(Task goal) Please copy out the entries below word for word, everything from the line containing "Where can the spray" down to the line containing "[[694, 490]]", with both of those lines included.

(Records for processing)
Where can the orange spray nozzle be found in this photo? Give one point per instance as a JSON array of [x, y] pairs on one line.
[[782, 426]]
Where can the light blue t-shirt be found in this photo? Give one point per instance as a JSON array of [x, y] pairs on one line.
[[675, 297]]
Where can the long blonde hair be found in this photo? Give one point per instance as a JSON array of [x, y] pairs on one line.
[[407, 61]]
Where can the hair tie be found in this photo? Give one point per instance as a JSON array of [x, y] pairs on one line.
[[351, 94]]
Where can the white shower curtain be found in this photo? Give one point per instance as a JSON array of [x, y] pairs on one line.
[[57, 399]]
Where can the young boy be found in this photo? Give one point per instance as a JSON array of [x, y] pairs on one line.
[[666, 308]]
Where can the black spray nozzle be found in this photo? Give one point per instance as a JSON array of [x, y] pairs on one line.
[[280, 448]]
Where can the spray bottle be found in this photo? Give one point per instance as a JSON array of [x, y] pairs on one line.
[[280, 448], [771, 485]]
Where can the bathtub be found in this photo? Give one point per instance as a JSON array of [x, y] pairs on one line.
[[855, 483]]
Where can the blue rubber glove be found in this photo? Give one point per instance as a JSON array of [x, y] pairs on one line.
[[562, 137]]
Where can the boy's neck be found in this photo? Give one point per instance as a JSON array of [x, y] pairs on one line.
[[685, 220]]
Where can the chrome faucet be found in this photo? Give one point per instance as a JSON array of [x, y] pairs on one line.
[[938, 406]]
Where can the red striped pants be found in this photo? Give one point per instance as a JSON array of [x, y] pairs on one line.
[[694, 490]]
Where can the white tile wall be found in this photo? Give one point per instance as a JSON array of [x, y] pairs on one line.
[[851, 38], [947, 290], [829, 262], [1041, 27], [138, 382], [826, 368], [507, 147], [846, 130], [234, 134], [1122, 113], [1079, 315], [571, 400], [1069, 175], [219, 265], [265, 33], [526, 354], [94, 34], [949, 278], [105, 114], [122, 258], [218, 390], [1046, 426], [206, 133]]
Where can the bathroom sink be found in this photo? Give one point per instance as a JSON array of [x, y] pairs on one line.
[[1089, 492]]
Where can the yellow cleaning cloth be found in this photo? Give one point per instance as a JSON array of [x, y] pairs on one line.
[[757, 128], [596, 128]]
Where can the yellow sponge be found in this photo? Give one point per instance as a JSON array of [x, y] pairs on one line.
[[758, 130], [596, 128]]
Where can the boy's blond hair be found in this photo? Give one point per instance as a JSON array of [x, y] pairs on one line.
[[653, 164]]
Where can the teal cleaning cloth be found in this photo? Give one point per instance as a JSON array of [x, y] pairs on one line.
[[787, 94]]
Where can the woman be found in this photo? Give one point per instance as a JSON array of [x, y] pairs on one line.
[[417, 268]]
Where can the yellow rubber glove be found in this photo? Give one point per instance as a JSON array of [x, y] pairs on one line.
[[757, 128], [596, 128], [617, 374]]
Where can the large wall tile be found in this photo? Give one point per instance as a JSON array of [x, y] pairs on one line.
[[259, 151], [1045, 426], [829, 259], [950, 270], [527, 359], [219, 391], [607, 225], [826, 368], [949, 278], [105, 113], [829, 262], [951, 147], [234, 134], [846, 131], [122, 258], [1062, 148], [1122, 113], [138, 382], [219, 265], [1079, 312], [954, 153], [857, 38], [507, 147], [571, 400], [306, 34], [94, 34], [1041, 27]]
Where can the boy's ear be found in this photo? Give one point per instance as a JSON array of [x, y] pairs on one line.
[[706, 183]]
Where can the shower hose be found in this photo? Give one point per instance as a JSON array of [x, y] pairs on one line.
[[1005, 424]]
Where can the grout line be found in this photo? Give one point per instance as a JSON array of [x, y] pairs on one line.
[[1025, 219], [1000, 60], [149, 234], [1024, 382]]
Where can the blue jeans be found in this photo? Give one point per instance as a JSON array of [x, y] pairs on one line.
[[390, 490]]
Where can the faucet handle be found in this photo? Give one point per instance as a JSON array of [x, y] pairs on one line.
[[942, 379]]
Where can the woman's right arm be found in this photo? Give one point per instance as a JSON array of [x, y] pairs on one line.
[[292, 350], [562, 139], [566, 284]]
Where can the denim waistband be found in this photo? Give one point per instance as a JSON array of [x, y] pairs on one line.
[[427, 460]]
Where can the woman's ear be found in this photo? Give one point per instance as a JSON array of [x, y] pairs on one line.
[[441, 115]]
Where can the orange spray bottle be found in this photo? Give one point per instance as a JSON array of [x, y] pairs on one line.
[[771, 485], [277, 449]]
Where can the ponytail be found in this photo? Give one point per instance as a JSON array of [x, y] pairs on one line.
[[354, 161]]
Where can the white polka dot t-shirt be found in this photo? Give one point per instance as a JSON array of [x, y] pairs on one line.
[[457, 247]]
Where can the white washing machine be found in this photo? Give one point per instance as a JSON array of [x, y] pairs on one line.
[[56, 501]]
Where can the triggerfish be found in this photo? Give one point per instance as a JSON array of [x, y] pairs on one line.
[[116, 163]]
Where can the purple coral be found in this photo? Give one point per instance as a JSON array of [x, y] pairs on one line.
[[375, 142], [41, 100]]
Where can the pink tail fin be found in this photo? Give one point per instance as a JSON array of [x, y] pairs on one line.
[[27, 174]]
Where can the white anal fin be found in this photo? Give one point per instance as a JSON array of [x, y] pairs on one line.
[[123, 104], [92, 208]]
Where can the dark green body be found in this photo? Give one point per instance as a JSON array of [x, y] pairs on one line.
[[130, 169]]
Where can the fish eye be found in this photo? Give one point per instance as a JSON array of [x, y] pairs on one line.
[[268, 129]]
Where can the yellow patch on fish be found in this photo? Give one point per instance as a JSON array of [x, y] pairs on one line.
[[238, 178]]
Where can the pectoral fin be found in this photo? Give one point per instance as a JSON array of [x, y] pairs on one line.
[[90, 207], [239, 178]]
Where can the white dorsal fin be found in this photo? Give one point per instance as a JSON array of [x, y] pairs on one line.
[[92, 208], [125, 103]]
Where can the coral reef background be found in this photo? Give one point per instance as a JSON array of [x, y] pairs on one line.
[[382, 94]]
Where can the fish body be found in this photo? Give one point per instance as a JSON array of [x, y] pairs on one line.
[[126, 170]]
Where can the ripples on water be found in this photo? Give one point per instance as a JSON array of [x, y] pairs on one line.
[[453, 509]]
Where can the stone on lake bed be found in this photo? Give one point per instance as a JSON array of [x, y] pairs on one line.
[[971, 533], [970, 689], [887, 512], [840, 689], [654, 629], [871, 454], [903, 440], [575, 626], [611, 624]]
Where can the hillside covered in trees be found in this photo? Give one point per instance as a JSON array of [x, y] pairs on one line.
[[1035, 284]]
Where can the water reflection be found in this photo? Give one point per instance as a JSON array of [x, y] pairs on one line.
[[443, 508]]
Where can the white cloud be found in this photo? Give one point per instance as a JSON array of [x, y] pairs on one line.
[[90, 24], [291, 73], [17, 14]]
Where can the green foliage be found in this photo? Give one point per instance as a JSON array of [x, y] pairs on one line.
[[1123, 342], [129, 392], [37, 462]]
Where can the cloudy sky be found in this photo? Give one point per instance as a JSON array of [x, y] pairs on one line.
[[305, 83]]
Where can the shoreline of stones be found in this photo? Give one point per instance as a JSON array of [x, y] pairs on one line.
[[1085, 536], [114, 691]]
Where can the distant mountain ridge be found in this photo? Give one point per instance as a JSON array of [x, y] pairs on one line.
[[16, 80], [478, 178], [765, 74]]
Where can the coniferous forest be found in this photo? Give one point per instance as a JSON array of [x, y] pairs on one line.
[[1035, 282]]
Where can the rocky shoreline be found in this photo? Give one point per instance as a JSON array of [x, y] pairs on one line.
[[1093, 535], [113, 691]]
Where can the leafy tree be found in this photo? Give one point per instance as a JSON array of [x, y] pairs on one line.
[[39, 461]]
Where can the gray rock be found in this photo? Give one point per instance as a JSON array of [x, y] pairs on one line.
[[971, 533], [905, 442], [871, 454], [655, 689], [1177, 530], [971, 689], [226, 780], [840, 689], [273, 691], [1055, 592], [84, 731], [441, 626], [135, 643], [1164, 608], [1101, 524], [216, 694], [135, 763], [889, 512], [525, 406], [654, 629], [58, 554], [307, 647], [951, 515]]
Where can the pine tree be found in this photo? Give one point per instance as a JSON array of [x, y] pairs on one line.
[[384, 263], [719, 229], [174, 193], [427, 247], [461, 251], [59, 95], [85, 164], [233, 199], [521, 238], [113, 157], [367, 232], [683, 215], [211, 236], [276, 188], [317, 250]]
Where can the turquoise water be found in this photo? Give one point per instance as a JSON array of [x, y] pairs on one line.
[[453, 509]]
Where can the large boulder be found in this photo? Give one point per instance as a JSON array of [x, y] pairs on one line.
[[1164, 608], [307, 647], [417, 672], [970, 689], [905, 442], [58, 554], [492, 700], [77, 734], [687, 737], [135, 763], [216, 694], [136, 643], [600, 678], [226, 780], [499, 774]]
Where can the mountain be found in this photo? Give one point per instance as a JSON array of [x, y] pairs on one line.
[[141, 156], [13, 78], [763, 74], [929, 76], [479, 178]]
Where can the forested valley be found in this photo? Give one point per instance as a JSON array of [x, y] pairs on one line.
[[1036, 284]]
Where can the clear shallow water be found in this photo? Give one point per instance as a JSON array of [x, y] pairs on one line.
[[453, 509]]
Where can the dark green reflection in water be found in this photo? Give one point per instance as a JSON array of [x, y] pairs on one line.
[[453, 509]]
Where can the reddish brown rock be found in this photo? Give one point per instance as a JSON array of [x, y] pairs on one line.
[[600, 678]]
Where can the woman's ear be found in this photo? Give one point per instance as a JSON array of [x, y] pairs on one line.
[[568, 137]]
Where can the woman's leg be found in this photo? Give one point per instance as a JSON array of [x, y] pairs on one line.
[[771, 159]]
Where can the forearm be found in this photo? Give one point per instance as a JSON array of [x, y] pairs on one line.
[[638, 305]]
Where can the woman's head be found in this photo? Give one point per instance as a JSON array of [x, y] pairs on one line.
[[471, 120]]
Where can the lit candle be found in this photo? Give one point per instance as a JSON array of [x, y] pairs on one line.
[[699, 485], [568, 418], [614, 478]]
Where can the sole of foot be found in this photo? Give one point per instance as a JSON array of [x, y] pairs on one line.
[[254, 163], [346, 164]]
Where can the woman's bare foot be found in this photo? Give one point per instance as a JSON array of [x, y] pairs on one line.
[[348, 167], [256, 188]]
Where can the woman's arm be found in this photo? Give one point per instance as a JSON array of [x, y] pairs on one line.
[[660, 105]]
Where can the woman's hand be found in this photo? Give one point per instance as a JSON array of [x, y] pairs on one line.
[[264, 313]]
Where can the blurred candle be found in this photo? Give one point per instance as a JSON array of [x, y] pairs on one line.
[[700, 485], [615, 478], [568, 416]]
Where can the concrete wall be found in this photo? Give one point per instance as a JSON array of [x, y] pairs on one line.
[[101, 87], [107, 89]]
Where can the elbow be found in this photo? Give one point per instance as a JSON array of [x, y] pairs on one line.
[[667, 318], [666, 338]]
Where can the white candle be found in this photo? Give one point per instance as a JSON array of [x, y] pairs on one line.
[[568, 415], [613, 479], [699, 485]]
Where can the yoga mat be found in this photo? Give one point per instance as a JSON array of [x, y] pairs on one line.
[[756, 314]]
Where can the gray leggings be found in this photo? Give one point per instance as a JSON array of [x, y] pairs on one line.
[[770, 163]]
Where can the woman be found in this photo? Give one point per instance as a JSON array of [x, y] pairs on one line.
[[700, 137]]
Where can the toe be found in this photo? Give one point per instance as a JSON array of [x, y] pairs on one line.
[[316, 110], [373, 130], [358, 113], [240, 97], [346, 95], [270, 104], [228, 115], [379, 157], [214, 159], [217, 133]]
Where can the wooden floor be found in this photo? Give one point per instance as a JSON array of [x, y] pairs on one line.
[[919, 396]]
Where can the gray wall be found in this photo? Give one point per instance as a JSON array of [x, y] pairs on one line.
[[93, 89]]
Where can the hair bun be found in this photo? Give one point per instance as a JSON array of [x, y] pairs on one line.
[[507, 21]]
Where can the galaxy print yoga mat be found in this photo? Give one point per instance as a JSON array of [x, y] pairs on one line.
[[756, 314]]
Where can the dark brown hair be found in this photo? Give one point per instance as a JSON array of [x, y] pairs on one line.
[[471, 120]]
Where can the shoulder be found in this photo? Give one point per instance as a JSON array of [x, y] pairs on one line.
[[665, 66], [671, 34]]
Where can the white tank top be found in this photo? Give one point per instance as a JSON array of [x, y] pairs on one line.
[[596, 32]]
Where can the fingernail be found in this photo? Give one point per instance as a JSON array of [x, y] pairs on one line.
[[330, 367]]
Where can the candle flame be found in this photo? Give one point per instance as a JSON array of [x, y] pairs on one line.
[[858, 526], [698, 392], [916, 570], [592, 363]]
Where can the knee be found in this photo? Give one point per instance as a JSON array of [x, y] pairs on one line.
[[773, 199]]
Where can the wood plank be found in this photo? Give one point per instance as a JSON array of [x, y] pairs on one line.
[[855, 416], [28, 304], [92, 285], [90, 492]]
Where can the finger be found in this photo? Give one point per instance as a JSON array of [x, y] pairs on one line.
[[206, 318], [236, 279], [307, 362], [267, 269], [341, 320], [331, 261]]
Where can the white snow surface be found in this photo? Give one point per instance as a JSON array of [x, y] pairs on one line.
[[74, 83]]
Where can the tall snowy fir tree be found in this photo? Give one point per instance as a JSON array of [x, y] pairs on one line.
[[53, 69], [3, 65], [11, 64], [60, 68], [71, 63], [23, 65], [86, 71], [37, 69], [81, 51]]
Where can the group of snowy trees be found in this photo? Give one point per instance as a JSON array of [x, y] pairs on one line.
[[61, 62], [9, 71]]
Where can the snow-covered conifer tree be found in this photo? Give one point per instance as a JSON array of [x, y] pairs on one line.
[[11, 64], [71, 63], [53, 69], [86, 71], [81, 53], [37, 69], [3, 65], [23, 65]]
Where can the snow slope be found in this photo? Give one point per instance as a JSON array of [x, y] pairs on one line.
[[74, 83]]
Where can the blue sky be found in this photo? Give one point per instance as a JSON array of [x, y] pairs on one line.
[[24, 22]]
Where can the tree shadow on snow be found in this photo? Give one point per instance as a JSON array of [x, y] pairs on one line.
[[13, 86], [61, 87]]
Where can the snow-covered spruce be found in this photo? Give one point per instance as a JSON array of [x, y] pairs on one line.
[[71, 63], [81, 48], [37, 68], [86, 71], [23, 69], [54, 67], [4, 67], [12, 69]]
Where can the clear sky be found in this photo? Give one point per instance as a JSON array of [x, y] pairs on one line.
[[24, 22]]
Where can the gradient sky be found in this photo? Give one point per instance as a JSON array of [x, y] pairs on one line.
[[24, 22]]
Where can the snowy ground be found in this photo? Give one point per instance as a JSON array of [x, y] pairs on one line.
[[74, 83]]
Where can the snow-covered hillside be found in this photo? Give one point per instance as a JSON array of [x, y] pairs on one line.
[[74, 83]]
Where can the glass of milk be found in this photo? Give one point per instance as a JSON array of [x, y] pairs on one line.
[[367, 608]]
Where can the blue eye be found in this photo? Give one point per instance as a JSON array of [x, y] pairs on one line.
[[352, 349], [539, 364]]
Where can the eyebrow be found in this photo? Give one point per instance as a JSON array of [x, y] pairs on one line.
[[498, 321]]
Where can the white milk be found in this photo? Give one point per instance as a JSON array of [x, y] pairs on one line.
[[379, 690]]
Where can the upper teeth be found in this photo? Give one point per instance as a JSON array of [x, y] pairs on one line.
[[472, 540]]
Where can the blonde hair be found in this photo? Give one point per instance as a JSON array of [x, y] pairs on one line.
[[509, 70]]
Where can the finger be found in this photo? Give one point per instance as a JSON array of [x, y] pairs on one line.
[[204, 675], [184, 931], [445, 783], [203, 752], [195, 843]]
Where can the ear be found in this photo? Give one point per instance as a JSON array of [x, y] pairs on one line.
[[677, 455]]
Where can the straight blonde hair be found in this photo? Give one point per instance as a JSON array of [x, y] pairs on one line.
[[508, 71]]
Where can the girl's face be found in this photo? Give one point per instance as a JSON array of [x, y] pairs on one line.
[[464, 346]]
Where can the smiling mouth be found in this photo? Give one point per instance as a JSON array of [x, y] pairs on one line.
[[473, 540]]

(Response below)
Where can the spray bottle be found in this photo? Give one point per instance as a JSON array of [x, y] pairs on one line.
[[280, 448], [771, 485]]
Where can the bathtub be found in this photo? Give one point per instance as a JSON array of [x, y] pairs on one line.
[[855, 483]]
Where can the blue rubber glove be found in this photo? Give one point per instance as a JSON array of [x, y] pairs on one line.
[[562, 137]]
Where can the boy's neck be found in this photo? Give one point per instance as a JSON array of [x, y] pairs on one line.
[[685, 220]]
Where can the chrome faucet be found in this photo? Give one point per instance as a JSON array of [x, y] pairs on one line.
[[938, 406]]
Where can the red striped pants be found in this photo? Give one point per instance as a JSON array of [x, y] pairs on one line.
[[694, 490]]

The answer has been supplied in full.